- PROBLEM TO SOLVE -
List each line in the items below that contains the word "white". Case counts, so a line matches only if the capitalization is the same.

- INPUT FOR THIS TASK -
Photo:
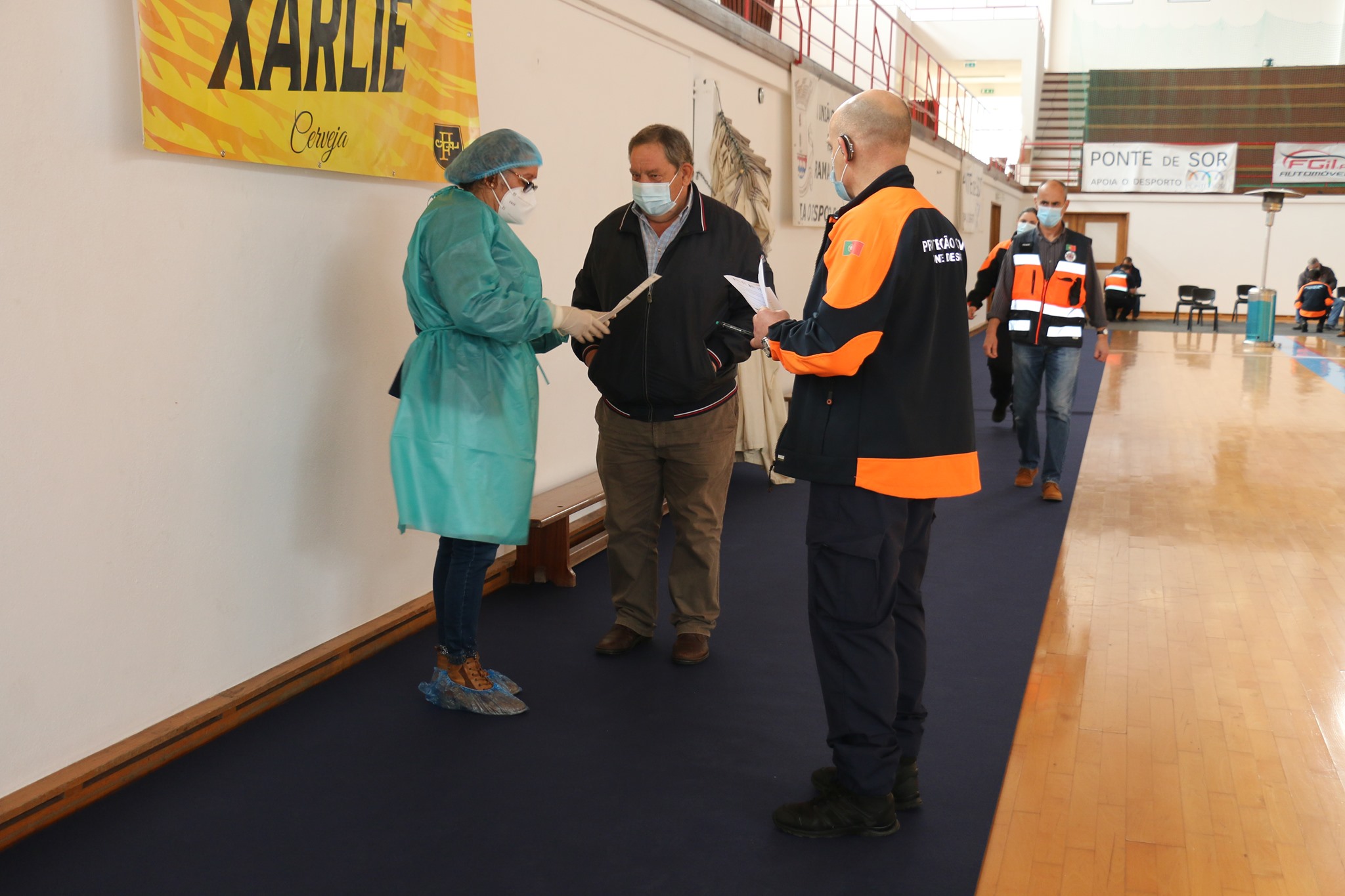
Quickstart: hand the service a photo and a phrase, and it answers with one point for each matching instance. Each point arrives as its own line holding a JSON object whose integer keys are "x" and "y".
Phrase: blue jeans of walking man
{"x": 1056, "y": 368}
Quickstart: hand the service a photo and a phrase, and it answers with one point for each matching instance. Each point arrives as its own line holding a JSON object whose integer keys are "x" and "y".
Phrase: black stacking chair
{"x": 1184, "y": 297}
{"x": 1243, "y": 292}
{"x": 1200, "y": 303}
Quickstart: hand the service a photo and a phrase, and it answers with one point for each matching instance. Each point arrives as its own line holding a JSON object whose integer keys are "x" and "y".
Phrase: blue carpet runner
{"x": 628, "y": 775}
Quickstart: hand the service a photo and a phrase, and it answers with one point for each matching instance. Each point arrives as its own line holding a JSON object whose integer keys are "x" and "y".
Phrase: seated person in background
{"x": 1319, "y": 272}
{"x": 1133, "y": 273}
{"x": 1116, "y": 292}
{"x": 1314, "y": 300}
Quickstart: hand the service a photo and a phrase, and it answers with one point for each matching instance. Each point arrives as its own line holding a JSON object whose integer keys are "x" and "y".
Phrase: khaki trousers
{"x": 689, "y": 463}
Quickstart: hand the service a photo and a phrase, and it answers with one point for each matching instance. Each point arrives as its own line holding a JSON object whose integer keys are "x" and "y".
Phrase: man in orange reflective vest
{"x": 881, "y": 426}
{"x": 1313, "y": 303}
{"x": 1048, "y": 292}
{"x": 1001, "y": 367}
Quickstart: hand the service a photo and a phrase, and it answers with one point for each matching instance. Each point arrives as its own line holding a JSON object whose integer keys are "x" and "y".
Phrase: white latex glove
{"x": 581, "y": 324}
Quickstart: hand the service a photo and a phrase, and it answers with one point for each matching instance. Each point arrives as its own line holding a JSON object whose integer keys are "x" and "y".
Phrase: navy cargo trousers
{"x": 866, "y": 558}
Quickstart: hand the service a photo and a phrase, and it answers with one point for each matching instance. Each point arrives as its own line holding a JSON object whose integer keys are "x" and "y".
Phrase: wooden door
{"x": 1110, "y": 236}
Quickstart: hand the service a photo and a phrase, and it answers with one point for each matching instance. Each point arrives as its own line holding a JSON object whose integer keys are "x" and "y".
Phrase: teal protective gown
{"x": 464, "y": 441}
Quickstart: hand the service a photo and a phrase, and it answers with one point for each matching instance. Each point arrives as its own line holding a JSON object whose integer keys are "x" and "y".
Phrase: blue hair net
{"x": 490, "y": 155}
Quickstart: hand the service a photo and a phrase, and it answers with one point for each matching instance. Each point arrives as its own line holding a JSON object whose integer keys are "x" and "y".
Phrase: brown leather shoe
{"x": 468, "y": 673}
{"x": 690, "y": 649}
{"x": 619, "y": 640}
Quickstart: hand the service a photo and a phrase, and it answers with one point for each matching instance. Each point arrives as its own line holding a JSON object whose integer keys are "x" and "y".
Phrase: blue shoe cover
{"x": 447, "y": 694}
{"x": 500, "y": 679}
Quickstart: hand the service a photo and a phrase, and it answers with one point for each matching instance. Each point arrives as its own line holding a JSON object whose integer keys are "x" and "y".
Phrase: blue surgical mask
{"x": 835, "y": 182}
{"x": 655, "y": 199}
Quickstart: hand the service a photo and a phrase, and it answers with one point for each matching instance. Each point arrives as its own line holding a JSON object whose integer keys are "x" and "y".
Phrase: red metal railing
{"x": 870, "y": 49}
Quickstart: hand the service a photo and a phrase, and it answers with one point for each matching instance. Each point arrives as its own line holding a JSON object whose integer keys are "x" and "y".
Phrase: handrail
{"x": 937, "y": 98}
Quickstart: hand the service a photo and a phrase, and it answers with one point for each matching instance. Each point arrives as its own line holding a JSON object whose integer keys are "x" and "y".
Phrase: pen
{"x": 736, "y": 330}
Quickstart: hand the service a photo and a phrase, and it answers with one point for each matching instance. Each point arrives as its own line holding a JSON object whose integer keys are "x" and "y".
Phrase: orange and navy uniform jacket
{"x": 1314, "y": 300}
{"x": 1049, "y": 310}
{"x": 883, "y": 390}
{"x": 989, "y": 274}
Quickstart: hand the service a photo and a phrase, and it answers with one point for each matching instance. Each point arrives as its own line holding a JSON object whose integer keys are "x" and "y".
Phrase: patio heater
{"x": 1261, "y": 303}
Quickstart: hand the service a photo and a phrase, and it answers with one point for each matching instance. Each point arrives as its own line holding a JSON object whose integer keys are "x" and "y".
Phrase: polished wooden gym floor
{"x": 1184, "y": 726}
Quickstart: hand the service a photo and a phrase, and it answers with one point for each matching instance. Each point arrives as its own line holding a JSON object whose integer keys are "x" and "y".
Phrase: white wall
{"x": 195, "y": 354}
{"x": 1219, "y": 242}
{"x": 1017, "y": 39}
{"x": 1157, "y": 34}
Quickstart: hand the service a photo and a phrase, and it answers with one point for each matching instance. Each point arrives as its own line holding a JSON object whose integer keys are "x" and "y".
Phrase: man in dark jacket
{"x": 1048, "y": 292}
{"x": 881, "y": 426}
{"x": 1001, "y": 368}
{"x": 1319, "y": 272}
{"x": 669, "y": 416}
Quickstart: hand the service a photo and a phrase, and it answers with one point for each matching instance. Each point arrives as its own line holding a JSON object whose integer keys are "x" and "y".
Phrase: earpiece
{"x": 849, "y": 147}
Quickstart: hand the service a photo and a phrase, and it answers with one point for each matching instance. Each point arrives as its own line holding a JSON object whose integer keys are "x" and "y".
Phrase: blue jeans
{"x": 459, "y": 578}
{"x": 1057, "y": 368}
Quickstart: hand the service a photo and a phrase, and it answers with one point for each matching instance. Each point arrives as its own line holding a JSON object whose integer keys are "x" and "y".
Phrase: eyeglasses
{"x": 529, "y": 186}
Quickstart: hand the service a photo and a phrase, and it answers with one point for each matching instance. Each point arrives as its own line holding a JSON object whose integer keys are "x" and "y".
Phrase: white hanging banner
{"x": 1158, "y": 168}
{"x": 1309, "y": 164}
{"x": 973, "y": 177}
{"x": 814, "y": 101}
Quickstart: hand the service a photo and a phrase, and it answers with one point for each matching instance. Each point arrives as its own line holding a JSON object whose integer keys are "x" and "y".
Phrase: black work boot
{"x": 906, "y": 793}
{"x": 838, "y": 813}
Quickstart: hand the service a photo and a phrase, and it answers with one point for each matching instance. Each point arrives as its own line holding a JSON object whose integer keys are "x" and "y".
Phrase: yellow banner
{"x": 363, "y": 86}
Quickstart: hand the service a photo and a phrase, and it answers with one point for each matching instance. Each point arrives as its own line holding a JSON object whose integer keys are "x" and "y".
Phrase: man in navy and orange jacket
{"x": 880, "y": 423}
{"x": 1001, "y": 367}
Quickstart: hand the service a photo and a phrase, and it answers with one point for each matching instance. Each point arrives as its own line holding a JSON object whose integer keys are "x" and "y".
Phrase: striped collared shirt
{"x": 654, "y": 244}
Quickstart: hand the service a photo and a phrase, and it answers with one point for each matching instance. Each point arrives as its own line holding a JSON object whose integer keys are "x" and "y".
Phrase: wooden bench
{"x": 556, "y": 542}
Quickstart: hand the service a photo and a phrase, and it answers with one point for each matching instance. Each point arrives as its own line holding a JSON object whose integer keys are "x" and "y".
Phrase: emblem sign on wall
{"x": 381, "y": 88}
{"x": 1309, "y": 164}
{"x": 814, "y": 101}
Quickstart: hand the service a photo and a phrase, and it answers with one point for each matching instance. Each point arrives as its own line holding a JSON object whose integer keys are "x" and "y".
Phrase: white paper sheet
{"x": 758, "y": 295}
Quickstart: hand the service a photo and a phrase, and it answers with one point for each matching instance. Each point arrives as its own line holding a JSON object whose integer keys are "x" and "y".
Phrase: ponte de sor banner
{"x": 1158, "y": 168}
{"x": 382, "y": 88}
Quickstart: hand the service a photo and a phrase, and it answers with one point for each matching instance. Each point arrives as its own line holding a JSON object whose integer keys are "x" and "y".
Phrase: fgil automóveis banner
{"x": 1158, "y": 168}
{"x": 381, "y": 88}
{"x": 1309, "y": 164}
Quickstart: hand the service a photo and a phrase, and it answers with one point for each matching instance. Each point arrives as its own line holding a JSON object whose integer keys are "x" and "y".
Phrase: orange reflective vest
{"x": 1314, "y": 300}
{"x": 1049, "y": 310}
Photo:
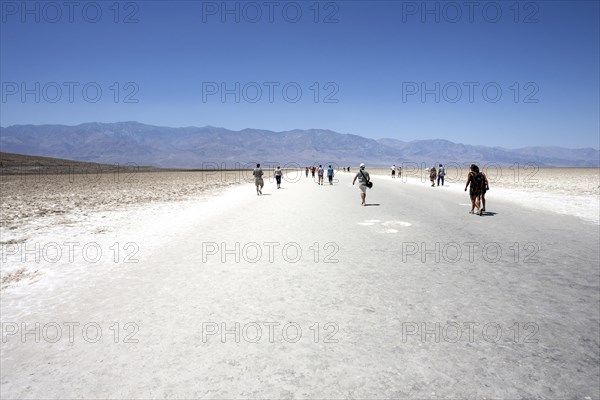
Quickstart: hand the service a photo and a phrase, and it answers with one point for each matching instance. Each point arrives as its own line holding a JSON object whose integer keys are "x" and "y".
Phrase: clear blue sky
{"x": 373, "y": 57}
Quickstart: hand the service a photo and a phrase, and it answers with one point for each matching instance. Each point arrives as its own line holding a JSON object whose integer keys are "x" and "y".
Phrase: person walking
{"x": 278, "y": 175}
{"x": 441, "y": 174}
{"x": 258, "y": 181}
{"x": 320, "y": 173}
{"x": 364, "y": 182}
{"x": 477, "y": 184}
{"x": 432, "y": 175}
{"x": 330, "y": 175}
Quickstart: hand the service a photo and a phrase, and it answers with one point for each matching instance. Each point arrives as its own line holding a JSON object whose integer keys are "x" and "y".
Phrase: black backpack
{"x": 477, "y": 181}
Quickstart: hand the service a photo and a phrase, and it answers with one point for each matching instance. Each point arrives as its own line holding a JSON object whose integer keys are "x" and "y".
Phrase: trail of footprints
{"x": 386, "y": 226}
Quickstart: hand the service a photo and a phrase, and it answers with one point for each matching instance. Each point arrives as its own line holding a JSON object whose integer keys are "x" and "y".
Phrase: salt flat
{"x": 303, "y": 293}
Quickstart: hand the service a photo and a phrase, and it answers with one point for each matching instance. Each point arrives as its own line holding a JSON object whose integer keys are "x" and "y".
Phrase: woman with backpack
{"x": 432, "y": 176}
{"x": 479, "y": 185}
{"x": 364, "y": 182}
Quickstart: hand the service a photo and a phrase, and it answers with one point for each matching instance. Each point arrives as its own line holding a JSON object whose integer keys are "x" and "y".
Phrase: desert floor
{"x": 303, "y": 293}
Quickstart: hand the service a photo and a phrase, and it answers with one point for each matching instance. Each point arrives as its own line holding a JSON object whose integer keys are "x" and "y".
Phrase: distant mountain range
{"x": 194, "y": 147}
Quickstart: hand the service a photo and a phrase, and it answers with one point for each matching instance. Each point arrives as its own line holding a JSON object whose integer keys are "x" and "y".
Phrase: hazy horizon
{"x": 501, "y": 74}
{"x": 301, "y": 129}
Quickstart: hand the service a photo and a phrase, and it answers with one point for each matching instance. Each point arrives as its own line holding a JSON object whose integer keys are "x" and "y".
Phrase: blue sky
{"x": 504, "y": 73}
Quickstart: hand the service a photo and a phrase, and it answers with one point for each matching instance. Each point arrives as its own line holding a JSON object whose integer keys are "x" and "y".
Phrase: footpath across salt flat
{"x": 303, "y": 293}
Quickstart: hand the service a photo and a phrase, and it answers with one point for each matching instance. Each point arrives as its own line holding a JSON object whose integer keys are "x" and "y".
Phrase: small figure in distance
{"x": 432, "y": 175}
{"x": 320, "y": 172}
{"x": 278, "y": 175}
{"x": 484, "y": 188}
{"x": 441, "y": 174}
{"x": 478, "y": 183}
{"x": 258, "y": 181}
{"x": 363, "y": 179}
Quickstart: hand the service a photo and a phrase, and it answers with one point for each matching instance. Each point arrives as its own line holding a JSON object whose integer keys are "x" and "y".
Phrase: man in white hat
{"x": 363, "y": 182}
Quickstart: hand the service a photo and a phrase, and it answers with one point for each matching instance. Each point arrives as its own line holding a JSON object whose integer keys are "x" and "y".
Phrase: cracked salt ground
{"x": 368, "y": 222}
{"x": 387, "y": 226}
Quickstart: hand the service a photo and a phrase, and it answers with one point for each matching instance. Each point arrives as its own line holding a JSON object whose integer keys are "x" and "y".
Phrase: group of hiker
{"x": 320, "y": 173}
{"x": 477, "y": 182}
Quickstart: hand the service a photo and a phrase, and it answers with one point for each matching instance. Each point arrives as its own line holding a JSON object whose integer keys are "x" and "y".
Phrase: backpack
{"x": 477, "y": 181}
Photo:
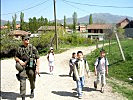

- EXERCISE OUTPUT -
Phrase: white latex glove
Phrase: white wall
Phrase: white hanging banner
Phrase: white paper sheet
Phrase: man in white hat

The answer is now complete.